# Énoncé
Recopiez tout le passage de l'extrait sur le recours de la SA Gelied, depuis « La SA Gelied considère » jusqu'à « jugement est caractérisée. ».

La SA Gelied invoque tout d'abord l'existence d'une fraude de la SCI Les Chênes Rouges et une escroquerie au jugement de la part de celle-ci. Au soutien de ses prétentions, la SA Gelied fait valoir qu'un huissier luxembourgeois a l'obligation de faire légaliser, apostiller et dater tout acte à faire signifier et que la signification à personne est exigée. Elle estime que la SCI Les Chênes Rouges a produit devant la cour d'appel de Metz l'acte de signification de l'arrêt de la Cour de cassation en faisant disparaître la mention attestant de la date d'enregistrement du 29 janvier 2018, que le timbre rouge, le tampon de l'acte enregistré et la mention «originale » avaient également disparu. Elle en déduit qu'il n'y a pas eu de signification mais une simple information, le droit luxembourgeois considérant que l'envoi par pli recommandé n'est qu'informatif et n'a aucune valeur. Elle ajoute que la date à retenir est celle à laquelle la signification à personne a été effectuée à la SCI Les Chênes Rouges et que cette dernière ne verse pas aux débats l'acte signifié par la SELAS Actes d'Huissiers de Saint-Barthélemy. Selon elle, la date du 26 janvier 2018 ne peut être retenue comme date de signification car, le 29 janvier 2018, l'acte était encore en possession du bureau d'enregistrement luxembourgeois. Elle estime que la SCI Les Chênes Rouges a donc commis une fraude à ce titre.
La SA Gelied considère qu'il appartient à la SCI Les Chênes Rouges de prouver la date de la signification à personne et que la signification versée par la SCI Les Chênes Rouges est fausse, de sorte que le troisième cas d'ouverture du recours en révision prévu par l'article 595 du code de procédure civile est démontré et que l'escroquerie au jugement est caractérisée.
La SA Gelied expose par ailleurs que les créances ont été admises par le juge commissaire dont la décision est revêtue de l'autorité de la chose jugée, que la créance a été vérifiée, acceptée et publiée au BODACC et que celle-ci est donc exigible, actuelle et incontestable.
Elle soutient que la SCI Les Chênes Rouges n'a fait aucun recours dans les délais prescrits contre la décision du juge commissaire et que celle-ci lui est opposable. Elle affirme qu'aucune collusion n'a pu exister entre elle et la SA Catef.

Entrées d'un jeu d'annotations par points
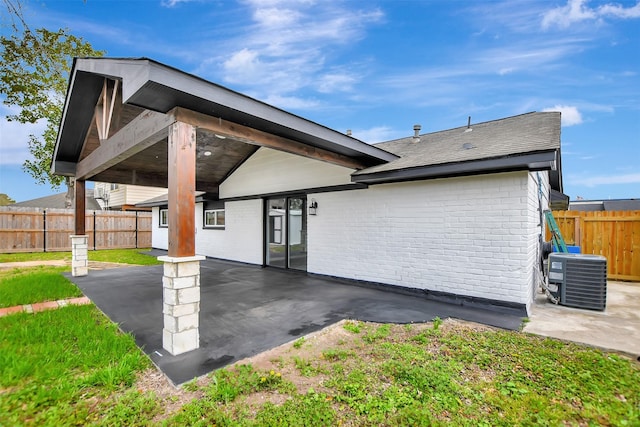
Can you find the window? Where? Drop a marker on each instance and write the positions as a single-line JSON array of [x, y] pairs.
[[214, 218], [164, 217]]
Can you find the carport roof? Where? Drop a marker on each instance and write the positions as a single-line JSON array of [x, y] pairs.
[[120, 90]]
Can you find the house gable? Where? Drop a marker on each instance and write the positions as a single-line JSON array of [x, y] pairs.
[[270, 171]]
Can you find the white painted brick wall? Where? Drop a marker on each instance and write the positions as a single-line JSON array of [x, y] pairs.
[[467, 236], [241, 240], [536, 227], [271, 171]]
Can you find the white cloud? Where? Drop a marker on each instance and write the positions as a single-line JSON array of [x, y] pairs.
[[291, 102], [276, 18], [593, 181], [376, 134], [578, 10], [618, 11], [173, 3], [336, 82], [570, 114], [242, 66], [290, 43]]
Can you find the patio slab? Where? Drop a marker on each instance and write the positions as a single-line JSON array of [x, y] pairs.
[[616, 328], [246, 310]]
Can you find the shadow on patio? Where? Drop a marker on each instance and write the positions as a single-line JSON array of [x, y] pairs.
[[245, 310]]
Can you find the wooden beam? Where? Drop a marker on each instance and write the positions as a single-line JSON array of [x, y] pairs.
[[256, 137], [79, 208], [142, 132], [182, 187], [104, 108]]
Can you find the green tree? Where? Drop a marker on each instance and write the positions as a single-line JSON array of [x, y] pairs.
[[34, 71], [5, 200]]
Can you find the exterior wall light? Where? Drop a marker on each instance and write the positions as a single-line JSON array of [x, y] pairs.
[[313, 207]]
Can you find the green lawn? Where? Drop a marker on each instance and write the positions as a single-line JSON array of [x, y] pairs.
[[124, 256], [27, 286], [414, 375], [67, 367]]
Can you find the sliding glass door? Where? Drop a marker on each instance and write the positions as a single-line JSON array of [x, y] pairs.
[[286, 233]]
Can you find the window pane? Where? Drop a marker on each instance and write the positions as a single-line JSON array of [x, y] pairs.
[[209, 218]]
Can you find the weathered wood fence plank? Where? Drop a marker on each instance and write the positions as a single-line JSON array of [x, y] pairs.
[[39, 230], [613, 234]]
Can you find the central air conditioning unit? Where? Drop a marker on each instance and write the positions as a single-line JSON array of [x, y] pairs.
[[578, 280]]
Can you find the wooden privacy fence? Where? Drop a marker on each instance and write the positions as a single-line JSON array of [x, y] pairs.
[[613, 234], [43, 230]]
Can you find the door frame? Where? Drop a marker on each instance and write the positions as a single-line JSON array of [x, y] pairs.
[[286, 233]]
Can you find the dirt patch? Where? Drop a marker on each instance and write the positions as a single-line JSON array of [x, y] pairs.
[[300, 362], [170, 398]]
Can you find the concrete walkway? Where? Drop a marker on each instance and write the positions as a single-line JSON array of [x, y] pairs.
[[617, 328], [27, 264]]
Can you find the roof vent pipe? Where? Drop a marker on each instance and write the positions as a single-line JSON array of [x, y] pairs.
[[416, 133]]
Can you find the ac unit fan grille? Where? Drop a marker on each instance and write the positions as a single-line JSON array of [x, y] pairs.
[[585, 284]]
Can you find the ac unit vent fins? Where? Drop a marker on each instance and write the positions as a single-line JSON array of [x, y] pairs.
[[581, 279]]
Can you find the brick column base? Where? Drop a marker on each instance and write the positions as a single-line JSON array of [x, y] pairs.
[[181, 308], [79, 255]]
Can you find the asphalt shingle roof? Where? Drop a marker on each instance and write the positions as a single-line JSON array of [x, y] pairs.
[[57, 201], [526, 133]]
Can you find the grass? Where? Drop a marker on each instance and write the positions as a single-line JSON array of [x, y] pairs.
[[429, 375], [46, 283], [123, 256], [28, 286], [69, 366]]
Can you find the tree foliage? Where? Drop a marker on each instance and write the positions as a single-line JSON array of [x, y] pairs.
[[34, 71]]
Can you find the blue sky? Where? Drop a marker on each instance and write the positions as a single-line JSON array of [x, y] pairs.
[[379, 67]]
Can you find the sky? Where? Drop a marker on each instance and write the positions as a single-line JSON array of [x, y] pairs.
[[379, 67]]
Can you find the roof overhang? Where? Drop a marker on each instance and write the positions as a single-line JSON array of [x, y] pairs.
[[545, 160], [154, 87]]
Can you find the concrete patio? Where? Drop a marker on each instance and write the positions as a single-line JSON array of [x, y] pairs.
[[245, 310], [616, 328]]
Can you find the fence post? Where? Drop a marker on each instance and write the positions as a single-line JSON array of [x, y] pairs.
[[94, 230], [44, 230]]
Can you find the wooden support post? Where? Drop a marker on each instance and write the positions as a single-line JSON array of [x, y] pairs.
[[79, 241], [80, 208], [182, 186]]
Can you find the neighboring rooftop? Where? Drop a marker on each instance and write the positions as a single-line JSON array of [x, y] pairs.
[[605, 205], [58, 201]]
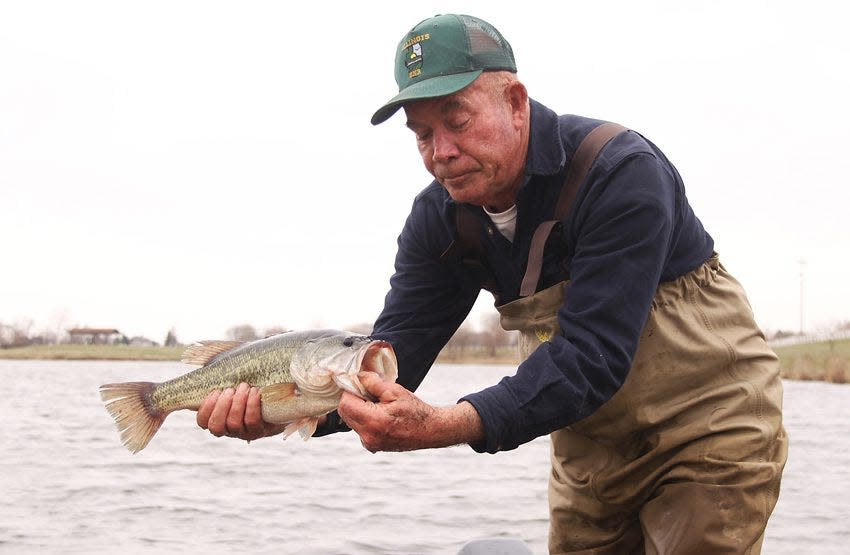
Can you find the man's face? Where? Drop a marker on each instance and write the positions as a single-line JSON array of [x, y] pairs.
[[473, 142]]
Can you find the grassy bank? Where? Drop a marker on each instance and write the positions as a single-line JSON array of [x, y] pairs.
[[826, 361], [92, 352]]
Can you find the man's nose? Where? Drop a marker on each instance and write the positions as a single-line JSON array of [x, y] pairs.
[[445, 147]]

# Résultat final
La SA Gelied considère qu'il appartient à la SCI Les Chênes Rouges de prouver la date de la signification à personne et que la signification versée par la SCI Les Chênes Rouges est fausse, de sorte que le troisième cas d'ouverture du recours en révision prévu par l'article 595 du code de procédure civile est démontré et que l'escroquerie au jugement est caractérisée.